This exercise asks for every line of the material that includes the word "foam".
DATA SECTION Start Marker
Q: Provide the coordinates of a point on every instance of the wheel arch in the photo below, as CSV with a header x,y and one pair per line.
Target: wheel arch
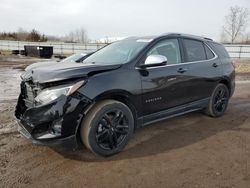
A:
x,y
121,96
226,82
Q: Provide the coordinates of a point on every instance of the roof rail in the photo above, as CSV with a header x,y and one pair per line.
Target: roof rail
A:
x,y
208,38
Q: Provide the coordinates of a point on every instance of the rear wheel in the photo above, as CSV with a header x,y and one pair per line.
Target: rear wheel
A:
x,y
219,101
107,127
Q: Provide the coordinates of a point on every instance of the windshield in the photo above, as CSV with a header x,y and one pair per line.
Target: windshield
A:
x,y
73,58
117,53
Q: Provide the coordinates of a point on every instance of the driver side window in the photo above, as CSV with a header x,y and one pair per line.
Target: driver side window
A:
x,y
168,48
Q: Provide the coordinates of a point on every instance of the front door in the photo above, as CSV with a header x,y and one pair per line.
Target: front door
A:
x,y
165,86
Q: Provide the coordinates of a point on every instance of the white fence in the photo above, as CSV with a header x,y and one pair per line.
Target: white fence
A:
x,y
235,51
58,48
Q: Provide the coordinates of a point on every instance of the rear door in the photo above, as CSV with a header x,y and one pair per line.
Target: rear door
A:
x,y
204,69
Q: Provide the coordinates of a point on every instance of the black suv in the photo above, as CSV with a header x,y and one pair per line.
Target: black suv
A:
x,y
123,86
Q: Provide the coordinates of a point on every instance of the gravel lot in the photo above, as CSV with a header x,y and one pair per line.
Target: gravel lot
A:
x,y
188,151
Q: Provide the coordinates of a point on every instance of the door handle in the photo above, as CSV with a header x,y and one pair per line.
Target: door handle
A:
x,y
215,65
182,70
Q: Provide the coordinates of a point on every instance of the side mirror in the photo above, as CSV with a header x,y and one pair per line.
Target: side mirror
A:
x,y
155,60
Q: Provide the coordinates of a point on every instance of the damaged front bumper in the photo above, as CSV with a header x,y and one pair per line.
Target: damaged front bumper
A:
x,y
53,124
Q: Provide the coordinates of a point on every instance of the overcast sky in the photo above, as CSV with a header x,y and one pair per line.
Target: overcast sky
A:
x,y
117,18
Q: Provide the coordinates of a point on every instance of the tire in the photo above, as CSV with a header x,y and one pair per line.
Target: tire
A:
x,y
107,127
218,101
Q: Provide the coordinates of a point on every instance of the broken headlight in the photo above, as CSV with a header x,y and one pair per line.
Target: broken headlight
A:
x,y
50,94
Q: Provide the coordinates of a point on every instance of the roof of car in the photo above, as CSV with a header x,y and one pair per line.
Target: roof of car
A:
x,y
169,34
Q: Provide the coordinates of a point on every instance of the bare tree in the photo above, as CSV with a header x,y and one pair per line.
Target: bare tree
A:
x,y
236,22
78,35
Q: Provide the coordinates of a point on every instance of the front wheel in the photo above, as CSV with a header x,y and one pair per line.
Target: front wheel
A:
x,y
218,102
107,127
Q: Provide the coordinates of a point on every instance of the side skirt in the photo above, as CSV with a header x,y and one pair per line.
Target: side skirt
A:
x,y
173,112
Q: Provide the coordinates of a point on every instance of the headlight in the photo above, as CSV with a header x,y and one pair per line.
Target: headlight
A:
x,y
50,94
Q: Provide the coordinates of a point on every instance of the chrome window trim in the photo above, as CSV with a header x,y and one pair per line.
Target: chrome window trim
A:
x,y
187,63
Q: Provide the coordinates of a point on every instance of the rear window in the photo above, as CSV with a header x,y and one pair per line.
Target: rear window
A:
x,y
220,49
210,54
194,50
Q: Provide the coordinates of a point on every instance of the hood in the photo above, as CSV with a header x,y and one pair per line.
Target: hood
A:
x,y
40,64
63,71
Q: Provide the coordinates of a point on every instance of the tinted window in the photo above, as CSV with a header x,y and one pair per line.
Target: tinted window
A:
x,y
221,50
209,53
194,50
168,48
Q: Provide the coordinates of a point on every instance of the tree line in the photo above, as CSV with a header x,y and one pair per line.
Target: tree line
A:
x,y
22,35
234,30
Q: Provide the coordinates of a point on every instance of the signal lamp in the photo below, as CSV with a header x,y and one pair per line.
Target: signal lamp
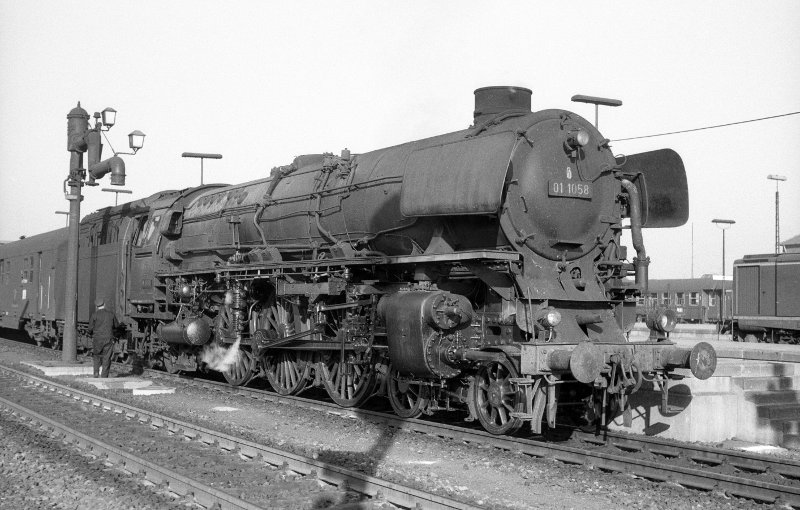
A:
x,y
136,140
109,117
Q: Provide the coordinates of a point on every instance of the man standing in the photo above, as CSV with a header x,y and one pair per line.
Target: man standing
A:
x,y
102,326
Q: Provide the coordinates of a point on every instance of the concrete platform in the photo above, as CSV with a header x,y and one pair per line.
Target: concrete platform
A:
x,y
117,383
753,396
154,389
138,385
59,368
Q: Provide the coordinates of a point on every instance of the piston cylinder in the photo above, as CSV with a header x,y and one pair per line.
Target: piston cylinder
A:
x,y
196,331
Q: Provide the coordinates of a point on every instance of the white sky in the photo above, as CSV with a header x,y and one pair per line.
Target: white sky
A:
x,y
261,82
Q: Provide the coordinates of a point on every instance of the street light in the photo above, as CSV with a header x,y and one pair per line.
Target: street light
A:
x,y
777,179
81,138
117,191
596,101
722,225
202,156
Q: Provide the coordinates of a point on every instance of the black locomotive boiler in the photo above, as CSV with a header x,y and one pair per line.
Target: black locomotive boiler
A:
x,y
480,269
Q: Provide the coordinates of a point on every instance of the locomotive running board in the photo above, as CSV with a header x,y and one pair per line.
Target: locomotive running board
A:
x,y
454,257
494,255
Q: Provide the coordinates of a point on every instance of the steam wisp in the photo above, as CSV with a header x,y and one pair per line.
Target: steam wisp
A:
x,y
218,358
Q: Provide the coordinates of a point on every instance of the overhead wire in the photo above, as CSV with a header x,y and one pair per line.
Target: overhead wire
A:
x,y
706,127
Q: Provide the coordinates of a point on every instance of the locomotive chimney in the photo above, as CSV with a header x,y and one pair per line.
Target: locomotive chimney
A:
x,y
490,101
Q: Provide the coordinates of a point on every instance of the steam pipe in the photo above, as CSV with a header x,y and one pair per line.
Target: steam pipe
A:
x,y
641,261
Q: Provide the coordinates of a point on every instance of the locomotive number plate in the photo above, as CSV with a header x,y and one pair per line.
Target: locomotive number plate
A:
x,y
569,189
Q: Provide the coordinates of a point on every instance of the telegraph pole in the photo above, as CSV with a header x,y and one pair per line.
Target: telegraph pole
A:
x,y
777,179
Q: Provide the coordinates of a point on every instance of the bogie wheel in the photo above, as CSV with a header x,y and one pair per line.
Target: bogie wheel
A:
x,y
242,370
287,372
408,399
494,397
349,384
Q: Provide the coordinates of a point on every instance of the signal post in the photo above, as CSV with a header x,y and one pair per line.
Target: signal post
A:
x,y
80,139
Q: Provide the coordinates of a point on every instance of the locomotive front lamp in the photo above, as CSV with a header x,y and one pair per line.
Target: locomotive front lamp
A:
x,y
549,318
661,321
136,140
109,117
577,139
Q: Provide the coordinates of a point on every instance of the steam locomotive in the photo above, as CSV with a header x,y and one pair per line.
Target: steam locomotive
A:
x,y
479,270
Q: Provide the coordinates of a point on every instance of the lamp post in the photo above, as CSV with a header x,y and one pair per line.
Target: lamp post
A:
x,y
81,138
596,101
65,213
777,179
202,156
722,225
116,193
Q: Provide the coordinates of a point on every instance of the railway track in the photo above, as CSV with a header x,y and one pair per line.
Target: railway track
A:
x,y
742,474
753,476
178,453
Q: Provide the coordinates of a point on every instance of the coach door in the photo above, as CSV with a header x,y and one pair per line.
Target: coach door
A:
x,y
140,275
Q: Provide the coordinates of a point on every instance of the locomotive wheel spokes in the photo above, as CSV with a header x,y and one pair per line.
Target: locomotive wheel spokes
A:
x,y
287,374
408,399
242,370
494,397
349,384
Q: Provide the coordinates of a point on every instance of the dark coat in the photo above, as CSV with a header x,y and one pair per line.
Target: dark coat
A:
x,y
101,327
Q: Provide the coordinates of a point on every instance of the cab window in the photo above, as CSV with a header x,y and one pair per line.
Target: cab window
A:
x,y
148,229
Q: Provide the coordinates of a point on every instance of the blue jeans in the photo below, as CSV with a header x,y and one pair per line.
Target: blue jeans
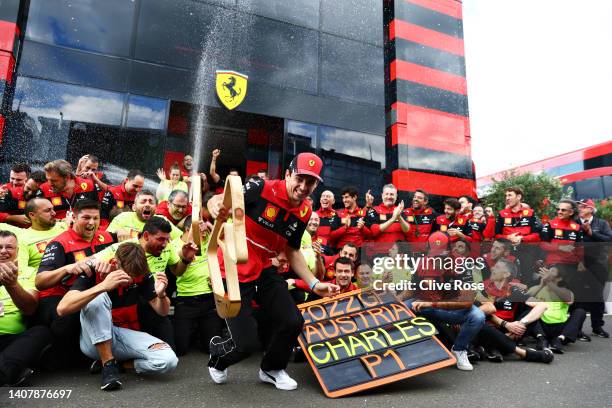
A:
x,y
471,321
97,327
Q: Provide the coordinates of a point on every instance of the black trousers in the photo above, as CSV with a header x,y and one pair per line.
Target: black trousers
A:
x,y
195,314
271,293
21,351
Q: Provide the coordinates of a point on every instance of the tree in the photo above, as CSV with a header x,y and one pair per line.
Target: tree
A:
x,y
541,191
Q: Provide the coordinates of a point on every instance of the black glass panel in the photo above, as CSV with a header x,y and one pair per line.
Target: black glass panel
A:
x,y
358,19
276,53
175,32
352,70
146,113
102,26
351,159
301,12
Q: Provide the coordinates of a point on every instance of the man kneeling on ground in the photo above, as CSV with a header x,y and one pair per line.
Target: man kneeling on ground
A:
x,y
109,320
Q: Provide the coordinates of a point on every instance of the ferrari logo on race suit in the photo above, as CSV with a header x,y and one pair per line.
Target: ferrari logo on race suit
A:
x,y
231,88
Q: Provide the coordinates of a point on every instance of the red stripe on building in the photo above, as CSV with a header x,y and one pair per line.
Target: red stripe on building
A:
x,y
425,36
1,128
409,180
449,7
428,76
7,63
8,32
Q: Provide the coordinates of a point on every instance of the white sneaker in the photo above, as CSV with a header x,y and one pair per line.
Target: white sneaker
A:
x,y
279,378
462,361
218,376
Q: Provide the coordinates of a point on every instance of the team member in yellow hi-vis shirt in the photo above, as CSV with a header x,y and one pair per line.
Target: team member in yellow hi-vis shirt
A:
x,y
155,240
128,224
195,304
44,228
20,348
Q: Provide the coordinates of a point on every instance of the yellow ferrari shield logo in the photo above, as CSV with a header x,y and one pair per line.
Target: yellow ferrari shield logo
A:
x,y
231,88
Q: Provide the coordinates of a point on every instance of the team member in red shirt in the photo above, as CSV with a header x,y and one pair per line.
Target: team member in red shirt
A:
x,y
12,200
329,220
519,225
176,209
276,216
64,189
386,222
453,223
352,227
65,257
420,216
121,196
344,270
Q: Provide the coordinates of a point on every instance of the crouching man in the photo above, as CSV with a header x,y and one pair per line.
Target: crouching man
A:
x,y
110,330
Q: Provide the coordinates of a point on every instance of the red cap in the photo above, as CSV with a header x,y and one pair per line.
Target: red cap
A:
x,y
587,203
308,164
438,243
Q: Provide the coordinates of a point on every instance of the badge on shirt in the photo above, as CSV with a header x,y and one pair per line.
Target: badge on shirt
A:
x,y
271,212
41,246
79,256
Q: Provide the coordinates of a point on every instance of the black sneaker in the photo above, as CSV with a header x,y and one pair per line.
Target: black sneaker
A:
x,y
23,378
110,376
495,356
600,332
539,356
556,346
95,367
541,343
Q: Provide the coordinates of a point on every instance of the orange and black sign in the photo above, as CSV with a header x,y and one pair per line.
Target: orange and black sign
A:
x,y
362,340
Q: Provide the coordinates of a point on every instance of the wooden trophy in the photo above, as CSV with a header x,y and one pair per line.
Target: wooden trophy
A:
x,y
231,238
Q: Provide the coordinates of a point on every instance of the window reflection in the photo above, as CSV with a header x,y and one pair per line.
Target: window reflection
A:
x,y
146,113
102,26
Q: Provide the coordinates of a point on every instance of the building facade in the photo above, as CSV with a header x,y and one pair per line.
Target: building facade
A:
x,y
118,78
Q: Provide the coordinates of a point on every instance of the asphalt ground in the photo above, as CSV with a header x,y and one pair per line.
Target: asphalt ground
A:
x,y
582,377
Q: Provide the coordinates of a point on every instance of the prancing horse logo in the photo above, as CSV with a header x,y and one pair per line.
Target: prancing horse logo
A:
x,y
231,88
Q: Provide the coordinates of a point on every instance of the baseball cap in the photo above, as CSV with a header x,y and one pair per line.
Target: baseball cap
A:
x,y
438,243
308,164
587,203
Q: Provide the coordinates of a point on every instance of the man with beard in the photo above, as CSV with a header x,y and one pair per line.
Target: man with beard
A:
x,y
123,195
64,189
176,208
12,201
33,241
352,227
65,258
275,214
328,218
420,216
453,223
129,224
386,221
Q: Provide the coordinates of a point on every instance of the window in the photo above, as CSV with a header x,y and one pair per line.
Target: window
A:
x,y
101,26
352,70
146,113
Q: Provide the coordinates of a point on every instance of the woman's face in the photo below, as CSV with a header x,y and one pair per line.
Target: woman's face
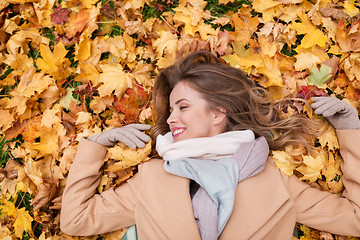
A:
x,y
190,116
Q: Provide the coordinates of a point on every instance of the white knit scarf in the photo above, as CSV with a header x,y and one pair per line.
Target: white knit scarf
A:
x,y
209,162
211,148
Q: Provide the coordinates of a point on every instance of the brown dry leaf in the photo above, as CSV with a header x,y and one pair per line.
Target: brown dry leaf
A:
x,y
45,195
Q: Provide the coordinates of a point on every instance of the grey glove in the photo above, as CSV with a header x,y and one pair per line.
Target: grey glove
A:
x,y
130,135
340,114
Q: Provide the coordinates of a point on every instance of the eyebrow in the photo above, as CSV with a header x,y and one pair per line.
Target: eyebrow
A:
x,y
179,101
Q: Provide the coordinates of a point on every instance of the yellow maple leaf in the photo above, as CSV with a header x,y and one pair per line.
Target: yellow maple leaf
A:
x,y
22,222
166,44
329,138
113,78
271,70
48,145
244,27
305,60
30,84
284,162
6,119
18,41
77,22
313,36
88,72
127,157
312,169
332,167
51,117
83,48
50,61
350,7
22,217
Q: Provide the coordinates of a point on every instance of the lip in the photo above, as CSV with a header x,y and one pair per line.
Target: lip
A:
x,y
177,131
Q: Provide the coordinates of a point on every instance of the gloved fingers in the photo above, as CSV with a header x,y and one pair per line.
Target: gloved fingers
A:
x,y
131,137
328,109
328,106
138,126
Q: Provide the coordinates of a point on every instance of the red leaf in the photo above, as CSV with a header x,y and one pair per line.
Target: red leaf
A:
x,y
132,102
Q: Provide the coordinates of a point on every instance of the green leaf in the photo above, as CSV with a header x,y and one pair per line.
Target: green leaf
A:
x,y
319,77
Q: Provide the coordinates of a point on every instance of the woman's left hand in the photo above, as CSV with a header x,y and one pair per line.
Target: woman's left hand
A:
x,y
340,114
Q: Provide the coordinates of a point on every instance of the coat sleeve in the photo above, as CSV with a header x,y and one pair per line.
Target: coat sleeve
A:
x,y
330,212
83,212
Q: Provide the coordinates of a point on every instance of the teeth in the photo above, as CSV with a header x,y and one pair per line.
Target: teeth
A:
x,y
176,132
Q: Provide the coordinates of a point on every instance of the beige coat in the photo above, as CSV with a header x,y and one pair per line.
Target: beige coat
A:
x,y
267,206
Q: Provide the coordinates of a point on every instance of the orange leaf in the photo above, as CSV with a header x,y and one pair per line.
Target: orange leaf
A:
x,y
132,102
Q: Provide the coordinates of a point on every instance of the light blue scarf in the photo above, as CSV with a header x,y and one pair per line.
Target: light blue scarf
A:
x,y
209,162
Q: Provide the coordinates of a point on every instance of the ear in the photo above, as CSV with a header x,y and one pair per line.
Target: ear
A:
x,y
219,116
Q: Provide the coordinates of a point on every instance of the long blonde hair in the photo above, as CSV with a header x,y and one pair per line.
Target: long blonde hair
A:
x,y
247,105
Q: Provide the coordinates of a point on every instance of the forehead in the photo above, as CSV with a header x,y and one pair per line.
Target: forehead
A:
x,y
183,90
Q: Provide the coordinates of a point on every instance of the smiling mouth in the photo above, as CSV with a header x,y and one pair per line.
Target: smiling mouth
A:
x,y
178,132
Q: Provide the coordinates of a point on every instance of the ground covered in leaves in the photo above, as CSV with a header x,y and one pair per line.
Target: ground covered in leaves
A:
x,y
69,69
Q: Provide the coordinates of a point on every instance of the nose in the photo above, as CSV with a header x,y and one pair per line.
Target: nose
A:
x,y
172,118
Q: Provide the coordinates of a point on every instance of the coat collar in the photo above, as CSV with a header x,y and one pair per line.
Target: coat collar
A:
x,y
258,199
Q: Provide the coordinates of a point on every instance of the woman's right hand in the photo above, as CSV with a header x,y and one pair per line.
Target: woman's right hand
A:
x,y
131,135
340,114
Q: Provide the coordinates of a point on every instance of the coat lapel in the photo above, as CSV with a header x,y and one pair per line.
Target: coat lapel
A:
x,y
259,203
169,204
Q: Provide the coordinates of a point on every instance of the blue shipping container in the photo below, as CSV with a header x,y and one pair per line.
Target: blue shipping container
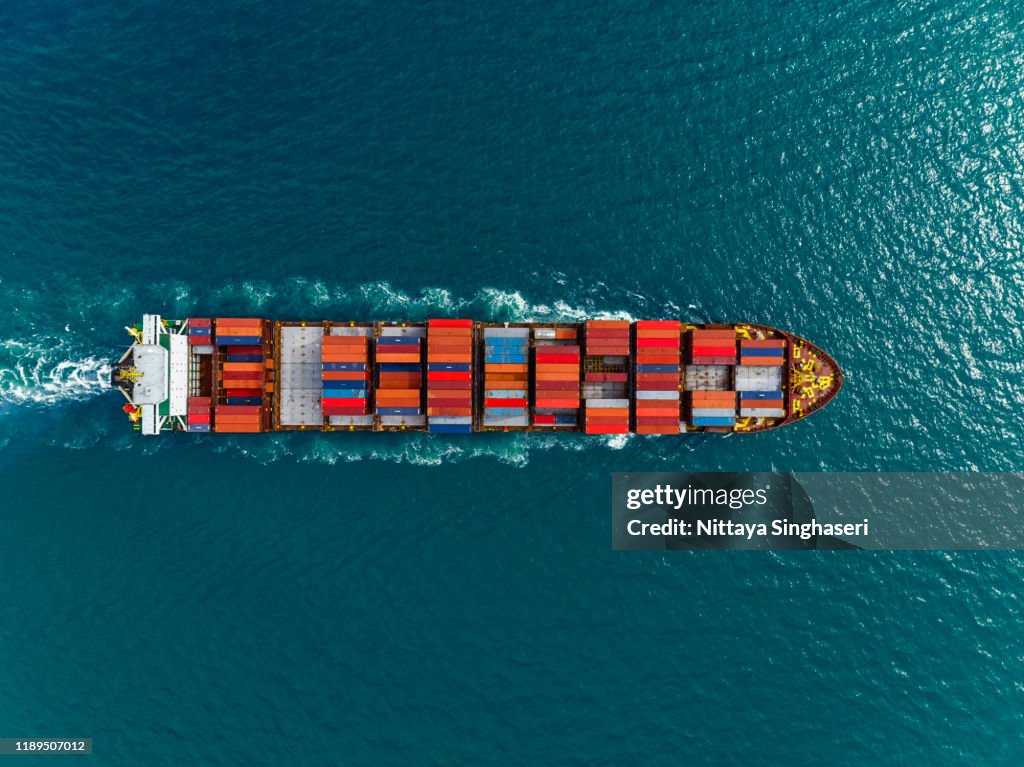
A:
x,y
657,369
245,400
399,340
397,411
344,384
504,412
506,358
345,366
714,422
240,341
450,428
761,395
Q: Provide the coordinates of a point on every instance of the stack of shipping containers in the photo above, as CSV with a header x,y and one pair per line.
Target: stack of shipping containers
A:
x,y
506,378
300,375
200,332
656,396
201,342
714,346
770,351
240,342
713,409
759,378
399,370
605,387
450,376
199,414
345,376
709,376
761,405
556,373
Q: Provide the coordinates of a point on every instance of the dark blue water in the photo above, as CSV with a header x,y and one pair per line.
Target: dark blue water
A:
x,y
850,172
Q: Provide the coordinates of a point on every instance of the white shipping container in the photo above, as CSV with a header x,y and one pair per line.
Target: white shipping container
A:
x,y
591,403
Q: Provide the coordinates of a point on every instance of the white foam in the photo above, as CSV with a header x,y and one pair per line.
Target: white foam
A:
x,y
42,372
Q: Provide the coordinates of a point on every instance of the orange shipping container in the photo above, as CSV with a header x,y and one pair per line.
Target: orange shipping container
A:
x,y
242,384
243,419
345,376
608,412
385,357
450,333
657,411
465,358
553,402
666,429
345,340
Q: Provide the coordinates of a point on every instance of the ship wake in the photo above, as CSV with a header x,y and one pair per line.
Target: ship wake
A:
x,y
45,372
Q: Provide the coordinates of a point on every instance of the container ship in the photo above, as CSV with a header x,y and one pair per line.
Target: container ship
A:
x,y
460,376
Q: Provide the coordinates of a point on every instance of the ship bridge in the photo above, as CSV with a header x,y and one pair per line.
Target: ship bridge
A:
x,y
153,374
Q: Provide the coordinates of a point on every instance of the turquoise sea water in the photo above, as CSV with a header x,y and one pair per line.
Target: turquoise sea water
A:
x,y
849,172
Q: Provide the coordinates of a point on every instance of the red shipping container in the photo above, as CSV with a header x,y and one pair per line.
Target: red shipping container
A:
x,y
760,402
657,385
601,429
555,402
607,420
714,360
674,429
504,402
657,325
548,385
547,357
344,401
706,350
242,392
657,420
451,385
242,376
641,342
657,359
450,402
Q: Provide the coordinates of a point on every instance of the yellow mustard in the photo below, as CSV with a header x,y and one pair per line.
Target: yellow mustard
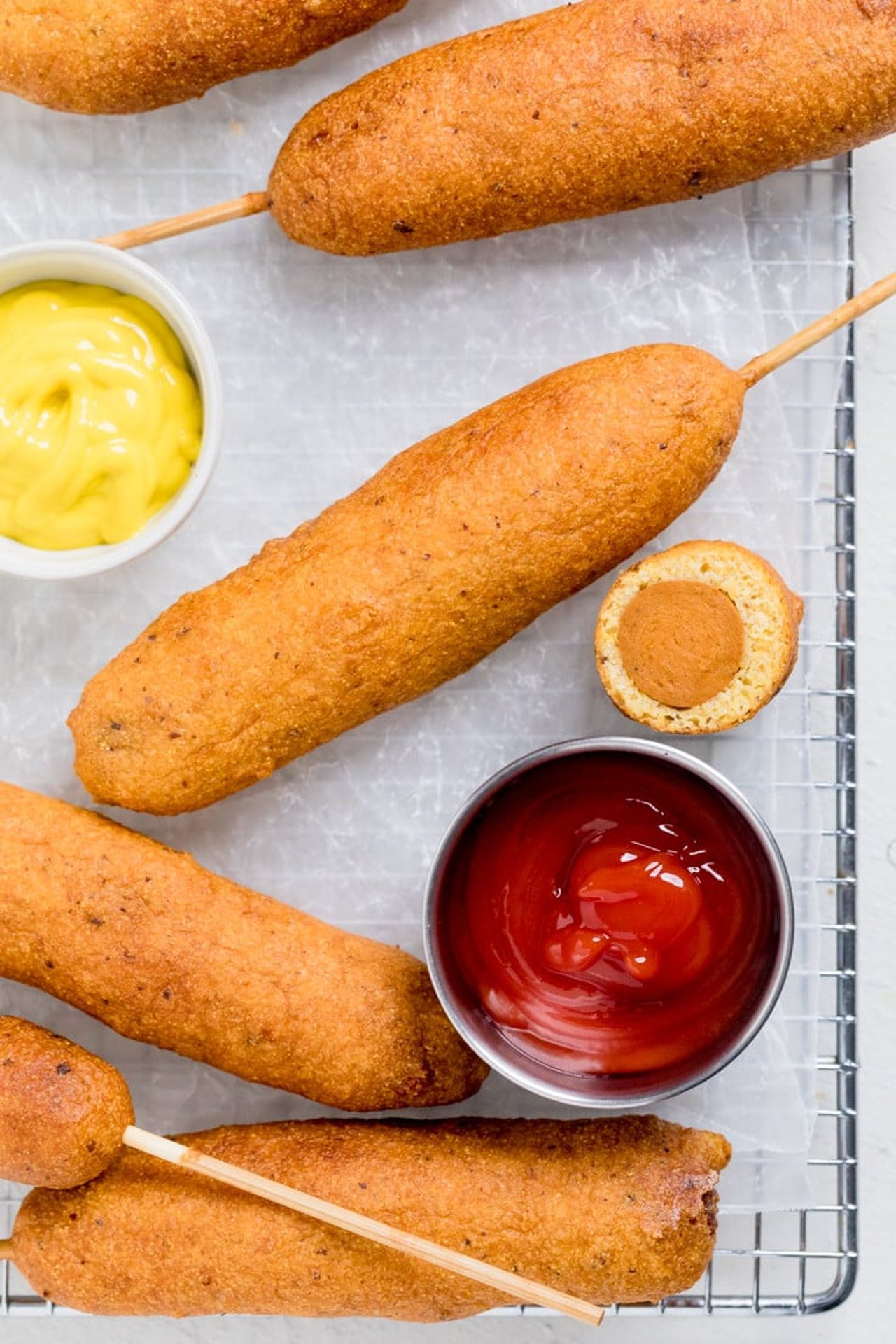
DATA SECTION End Marker
REPLY TO THE EXERCISE:
Q: Provide the coordinates of a point on every instance of the white foam in the photo above, as CSV with a header x,y and one pair per line.
Target: white foam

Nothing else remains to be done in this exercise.